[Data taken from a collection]
####

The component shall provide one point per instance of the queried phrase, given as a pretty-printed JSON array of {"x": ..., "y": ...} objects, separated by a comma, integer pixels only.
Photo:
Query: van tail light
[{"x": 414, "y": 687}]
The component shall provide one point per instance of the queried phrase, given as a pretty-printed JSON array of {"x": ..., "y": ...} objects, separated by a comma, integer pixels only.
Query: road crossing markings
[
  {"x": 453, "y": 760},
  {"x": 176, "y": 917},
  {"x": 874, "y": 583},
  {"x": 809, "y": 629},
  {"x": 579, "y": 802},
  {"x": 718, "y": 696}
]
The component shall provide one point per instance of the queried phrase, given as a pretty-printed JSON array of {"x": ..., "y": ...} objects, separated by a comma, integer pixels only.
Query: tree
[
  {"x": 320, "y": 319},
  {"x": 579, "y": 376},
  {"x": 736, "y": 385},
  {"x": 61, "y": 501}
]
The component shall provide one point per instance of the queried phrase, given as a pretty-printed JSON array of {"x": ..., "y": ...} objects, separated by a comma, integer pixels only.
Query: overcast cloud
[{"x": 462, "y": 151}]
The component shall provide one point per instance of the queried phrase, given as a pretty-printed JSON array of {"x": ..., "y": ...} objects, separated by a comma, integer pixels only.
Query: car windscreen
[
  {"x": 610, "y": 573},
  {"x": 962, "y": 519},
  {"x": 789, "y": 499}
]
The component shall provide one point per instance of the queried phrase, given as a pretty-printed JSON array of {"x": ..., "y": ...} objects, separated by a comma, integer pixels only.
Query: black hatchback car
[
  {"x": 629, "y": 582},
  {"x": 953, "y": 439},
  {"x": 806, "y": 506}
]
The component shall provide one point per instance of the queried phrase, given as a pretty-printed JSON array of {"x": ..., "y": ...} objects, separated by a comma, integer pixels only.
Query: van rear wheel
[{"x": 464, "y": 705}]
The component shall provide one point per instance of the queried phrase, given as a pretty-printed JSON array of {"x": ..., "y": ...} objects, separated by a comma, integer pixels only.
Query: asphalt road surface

####

→ Requirement: Copy all of the material above line for line, changing nothing.

→ Task response:
The component shall provide one point per instance of the queried phrase, given as a pretty-printed JSON array of {"x": ..., "y": ...} objects, separated by a comma, integer pixels only.
Photo:
Query: van tail light
[{"x": 414, "y": 687}]
The component shall provide one point per instance of the queried phrase, given as a pretty-printed JSON array of {"x": ..., "y": ...} objects, separated by a comma, integer pixels only.
Query: road crossing markings
[
  {"x": 453, "y": 760},
  {"x": 176, "y": 917},
  {"x": 874, "y": 583},
  {"x": 809, "y": 629},
  {"x": 579, "y": 802},
  {"x": 718, "y": 696}
]
The component shall provide one point per instance of the queried phrase, given as a pretty-printed JSON array of {"x": ..., "y": ...} objects, separated by a comma, integer pixels only.
Query: tree
[
  {"x": 320, "y": 319},
  {"x": 579, "y": 376},
  {"x": 736, "y": 385},
  {"x": 61, "y": 501}
]
The component shall provide one point per instance of the queried phrase, given as a pretty-printed JSON array of {"x": ..., "y": ...} objects, separated by a comma, integer pixels only.
Query: overcast cloud
[{"x": 462, "y": 151}]
The component shall provide one point per instance of the queried phrase, given as a pretty-printed JSON array of {"x": ..., "y": ...} objects, separated by a comma, integer pixels only.
Query: car windscreen
[
  {"x": 610, "y": 573},
  {"x": 962, "y": 519},
  {"x": 789, "y": 499}
]
The component shall provide one point per instance of the queried phrase, given as a pretty-printed JSON array of {"x": ..., "y": ...} objects, separated by a comma, integer pixels only.
Query: black hatchback car
[
  {"x": 629, "y": 582},
  {"x": 953, "y": 439},
  {"x": 806, "y": 506}
]
The component shall provide one point per instance of the queried phrase, given as a pretty-printed JSON array of {"x": ..., "y": ...} objects, separated by a comma, integer pixels only.
Query: van rear wheel
[{"x": 464, "y": 705}]
The component shall provide one point per instance of the queried phrase, given as a pretty-printed JSON array of {"x": ..., "y": ...} objects, separated by a comma, integer pixels only.
Query: asphalt road surface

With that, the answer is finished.